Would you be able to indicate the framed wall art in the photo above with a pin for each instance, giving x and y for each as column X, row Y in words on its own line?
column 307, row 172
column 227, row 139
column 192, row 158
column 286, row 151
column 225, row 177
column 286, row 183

### DIRECTION
Rewrite the lines above as a JSON list of strings, with one string per line and any blank lines omitted.

### WRITTEN RESPONSE
[
  "Would you be able to indicate the framed wall art in the photo above with a pin for each instance, giving x and y for each as column X, row Y in words on its own line?",
  "column 307, row 172",
  "column 227, row 139",
  "column 192, row 158",
  "column 286, row 151",
  "column 225, row 177",
  "column 286, row 183"
]